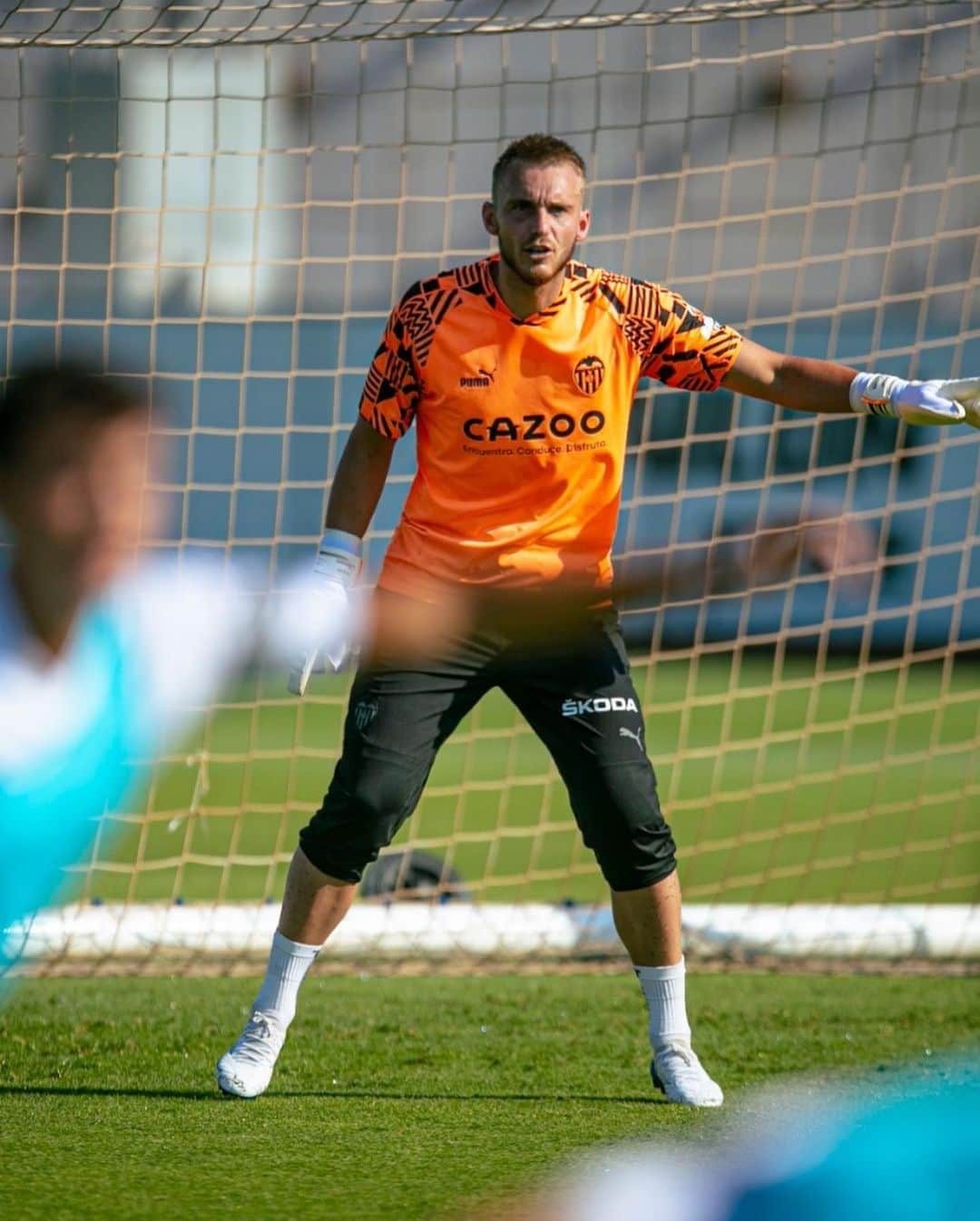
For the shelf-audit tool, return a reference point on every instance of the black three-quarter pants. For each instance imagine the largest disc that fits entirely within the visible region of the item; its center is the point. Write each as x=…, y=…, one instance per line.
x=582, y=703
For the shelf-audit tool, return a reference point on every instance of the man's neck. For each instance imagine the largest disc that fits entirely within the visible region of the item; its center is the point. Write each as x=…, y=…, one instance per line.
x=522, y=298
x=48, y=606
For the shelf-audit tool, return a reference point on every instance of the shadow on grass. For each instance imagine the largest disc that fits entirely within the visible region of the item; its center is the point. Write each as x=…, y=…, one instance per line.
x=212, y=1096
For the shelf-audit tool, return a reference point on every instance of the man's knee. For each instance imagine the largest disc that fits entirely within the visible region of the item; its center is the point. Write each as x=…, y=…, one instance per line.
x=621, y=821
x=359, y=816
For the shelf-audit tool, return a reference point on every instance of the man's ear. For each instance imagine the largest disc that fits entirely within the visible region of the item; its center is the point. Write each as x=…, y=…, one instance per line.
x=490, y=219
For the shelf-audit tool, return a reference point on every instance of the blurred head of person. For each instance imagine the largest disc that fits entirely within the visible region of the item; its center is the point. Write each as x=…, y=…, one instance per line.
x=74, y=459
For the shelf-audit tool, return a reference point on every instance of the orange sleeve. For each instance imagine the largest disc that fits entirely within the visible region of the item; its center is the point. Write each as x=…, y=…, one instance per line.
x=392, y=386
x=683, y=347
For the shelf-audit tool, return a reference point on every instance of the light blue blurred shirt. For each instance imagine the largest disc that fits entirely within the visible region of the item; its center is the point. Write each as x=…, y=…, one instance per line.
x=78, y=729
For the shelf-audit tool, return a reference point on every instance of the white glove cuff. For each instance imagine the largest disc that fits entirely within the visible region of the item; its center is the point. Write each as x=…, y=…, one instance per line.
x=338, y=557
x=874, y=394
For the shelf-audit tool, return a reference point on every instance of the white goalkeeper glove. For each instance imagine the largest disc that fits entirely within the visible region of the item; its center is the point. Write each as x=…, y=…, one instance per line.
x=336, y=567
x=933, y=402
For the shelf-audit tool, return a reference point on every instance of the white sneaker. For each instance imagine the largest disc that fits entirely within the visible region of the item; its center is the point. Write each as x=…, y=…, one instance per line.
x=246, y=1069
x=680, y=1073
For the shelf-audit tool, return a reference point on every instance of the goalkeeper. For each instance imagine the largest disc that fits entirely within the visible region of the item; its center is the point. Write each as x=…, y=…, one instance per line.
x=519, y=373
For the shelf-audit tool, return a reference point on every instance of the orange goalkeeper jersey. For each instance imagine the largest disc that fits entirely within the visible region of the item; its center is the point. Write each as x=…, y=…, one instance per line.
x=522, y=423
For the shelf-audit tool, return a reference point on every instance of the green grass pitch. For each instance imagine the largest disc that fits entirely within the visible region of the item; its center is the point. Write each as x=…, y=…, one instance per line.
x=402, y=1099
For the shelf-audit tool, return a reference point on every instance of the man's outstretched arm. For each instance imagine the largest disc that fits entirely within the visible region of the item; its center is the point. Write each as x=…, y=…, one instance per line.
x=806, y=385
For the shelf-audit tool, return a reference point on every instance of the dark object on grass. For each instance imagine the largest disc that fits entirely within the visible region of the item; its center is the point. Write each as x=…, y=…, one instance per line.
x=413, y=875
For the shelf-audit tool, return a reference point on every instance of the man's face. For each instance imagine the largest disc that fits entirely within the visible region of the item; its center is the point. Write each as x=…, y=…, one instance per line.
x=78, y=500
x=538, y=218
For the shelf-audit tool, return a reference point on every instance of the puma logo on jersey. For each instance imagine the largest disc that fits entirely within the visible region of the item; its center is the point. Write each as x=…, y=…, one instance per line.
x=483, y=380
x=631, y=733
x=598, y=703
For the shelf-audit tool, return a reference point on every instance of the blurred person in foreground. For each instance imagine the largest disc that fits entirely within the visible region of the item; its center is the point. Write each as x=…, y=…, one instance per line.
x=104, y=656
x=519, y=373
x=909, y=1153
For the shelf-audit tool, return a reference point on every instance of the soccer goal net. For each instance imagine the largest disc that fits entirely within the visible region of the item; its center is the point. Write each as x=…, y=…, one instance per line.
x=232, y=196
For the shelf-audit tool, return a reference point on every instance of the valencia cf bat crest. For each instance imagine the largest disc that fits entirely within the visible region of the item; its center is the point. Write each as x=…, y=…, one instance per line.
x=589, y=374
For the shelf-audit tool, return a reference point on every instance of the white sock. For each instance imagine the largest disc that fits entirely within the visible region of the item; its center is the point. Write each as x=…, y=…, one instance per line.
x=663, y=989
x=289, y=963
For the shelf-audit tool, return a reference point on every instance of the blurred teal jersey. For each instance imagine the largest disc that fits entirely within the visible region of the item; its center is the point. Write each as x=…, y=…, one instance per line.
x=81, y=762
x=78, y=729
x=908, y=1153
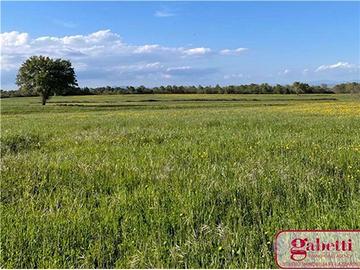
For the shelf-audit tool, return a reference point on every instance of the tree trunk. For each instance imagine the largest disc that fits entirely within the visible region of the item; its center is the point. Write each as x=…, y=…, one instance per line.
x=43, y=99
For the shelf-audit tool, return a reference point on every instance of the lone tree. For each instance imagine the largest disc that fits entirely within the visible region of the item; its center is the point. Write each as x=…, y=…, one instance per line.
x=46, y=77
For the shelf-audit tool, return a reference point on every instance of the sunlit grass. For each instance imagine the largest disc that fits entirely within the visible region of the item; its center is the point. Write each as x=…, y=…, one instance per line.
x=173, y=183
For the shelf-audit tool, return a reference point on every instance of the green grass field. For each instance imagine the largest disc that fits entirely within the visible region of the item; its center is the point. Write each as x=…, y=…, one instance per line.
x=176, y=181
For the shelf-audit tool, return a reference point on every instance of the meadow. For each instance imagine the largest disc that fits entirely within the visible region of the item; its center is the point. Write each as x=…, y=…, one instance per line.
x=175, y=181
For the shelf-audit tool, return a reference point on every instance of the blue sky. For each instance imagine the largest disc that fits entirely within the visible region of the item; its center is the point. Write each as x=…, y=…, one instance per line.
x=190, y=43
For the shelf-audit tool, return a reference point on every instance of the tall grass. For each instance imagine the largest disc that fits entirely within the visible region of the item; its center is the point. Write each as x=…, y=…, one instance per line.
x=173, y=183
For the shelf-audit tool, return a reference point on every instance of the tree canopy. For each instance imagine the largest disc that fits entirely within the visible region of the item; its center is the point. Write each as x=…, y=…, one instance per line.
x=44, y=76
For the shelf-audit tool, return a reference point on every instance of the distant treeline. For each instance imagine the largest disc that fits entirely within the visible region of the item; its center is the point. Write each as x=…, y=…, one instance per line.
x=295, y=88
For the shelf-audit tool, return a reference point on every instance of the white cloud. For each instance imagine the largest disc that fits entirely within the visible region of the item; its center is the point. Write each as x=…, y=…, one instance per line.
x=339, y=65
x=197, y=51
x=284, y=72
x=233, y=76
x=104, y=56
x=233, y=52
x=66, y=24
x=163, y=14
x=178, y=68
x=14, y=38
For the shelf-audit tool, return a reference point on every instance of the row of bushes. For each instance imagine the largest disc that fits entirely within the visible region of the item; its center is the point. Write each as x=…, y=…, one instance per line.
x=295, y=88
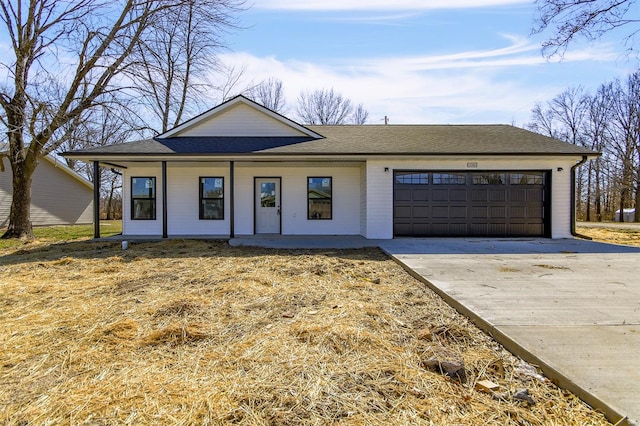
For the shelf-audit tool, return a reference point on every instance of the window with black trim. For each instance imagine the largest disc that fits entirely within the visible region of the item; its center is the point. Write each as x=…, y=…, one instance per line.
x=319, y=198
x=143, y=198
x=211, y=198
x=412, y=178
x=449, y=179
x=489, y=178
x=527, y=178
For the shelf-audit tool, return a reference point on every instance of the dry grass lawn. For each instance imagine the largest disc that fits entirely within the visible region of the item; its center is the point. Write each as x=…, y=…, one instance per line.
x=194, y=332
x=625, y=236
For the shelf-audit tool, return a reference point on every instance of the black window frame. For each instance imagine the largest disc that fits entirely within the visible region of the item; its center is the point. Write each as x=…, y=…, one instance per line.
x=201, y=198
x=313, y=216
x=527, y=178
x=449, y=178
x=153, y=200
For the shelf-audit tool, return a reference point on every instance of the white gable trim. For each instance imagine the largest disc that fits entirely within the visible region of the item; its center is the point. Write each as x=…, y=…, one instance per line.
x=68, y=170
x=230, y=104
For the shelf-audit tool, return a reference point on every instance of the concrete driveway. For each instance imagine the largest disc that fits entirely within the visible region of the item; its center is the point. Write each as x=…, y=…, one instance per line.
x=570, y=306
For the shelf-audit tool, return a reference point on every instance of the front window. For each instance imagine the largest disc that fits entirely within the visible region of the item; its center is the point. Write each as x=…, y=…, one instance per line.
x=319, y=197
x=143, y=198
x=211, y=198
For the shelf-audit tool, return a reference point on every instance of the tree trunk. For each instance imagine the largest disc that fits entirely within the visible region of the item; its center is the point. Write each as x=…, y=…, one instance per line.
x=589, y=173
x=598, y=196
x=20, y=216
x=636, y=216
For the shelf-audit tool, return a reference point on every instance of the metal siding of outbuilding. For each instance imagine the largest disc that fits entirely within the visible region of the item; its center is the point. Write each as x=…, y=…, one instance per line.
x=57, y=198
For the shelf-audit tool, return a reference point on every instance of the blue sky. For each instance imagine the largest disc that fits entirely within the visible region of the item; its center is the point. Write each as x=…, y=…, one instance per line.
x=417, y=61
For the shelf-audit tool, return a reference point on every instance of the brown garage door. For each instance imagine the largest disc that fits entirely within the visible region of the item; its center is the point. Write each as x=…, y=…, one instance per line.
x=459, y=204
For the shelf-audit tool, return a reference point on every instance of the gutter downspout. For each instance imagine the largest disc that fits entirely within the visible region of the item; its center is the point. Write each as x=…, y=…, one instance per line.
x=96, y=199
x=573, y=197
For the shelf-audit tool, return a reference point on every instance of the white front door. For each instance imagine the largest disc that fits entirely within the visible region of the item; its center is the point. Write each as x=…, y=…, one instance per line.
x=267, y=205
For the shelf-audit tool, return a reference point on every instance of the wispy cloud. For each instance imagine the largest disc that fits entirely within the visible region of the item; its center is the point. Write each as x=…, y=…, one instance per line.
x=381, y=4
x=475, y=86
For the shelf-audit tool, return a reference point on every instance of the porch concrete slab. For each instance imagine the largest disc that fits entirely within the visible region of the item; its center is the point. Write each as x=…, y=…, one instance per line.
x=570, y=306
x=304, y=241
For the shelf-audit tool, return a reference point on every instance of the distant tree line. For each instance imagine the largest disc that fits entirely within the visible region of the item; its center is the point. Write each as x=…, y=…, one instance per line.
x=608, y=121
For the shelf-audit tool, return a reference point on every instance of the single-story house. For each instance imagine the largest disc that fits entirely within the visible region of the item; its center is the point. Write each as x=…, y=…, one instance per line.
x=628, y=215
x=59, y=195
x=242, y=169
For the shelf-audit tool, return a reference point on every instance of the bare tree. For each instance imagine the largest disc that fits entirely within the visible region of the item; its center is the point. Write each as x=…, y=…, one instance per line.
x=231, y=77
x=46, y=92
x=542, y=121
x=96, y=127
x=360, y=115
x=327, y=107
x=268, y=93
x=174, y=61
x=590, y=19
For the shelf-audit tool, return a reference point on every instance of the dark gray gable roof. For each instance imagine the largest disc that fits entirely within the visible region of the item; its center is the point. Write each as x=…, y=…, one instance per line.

→ Short task: Write out again the part of the records that opens with the line containing "the man's face." and closes with the line containing "x=598, y=703", substituting "sponsor logo" for "puma logo" and keeping everything else the same.

→ Solution below:
For the shelf-audit tool, return a reference point on every instance of the man's face. For each instance imagine the largest disc that fits entirely within the visible region of the item; its center is the point. Write each as x=…, y=…, one instance per line.
x=78, y=500
x=538, y=218
For the shelf-audit tool, return a reference point on every instance of the sponsor logo on jersey. For each instance imagine the largest disc that fits entirely within the visible region of the item; its center is the point. Write each as x=…, y=…, one instance per line.
x=483, y=380
x=631, y=733
x=598, y=703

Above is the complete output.